▶ _PROBLEM DESCRIPTION_
Could you retype exactly the lines running from the line with "man in the photo above. Give pixel coordinates." to the end of the data, both included, and nothing else?

▶ _RECORDS FOR THIS EXERCISE_
* * *
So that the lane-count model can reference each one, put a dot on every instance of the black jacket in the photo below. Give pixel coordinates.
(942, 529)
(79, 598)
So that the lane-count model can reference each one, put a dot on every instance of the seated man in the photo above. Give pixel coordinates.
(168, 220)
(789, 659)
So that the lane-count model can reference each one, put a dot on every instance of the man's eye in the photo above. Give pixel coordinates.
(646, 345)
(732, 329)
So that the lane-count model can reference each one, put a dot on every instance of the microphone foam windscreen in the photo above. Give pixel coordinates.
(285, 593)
* * *
▶ _YOUR RESPONSE_
So that the lane-count model can reference each one, put a dot on every instance of the seated man in the photo above. Give pixel coordinates.
(168, 220)
(789, 659)
So that the lane-count model can reference each one, put a dot on every instance of the man's eye in the photo above. Give pixel coordinates.
(646, 345)
(732, 329)
So that the lane-count model can reference each one, put a dot on every instance of the microphone foam windscreen in the photo above. Give pixel coordinates.
(285, 593)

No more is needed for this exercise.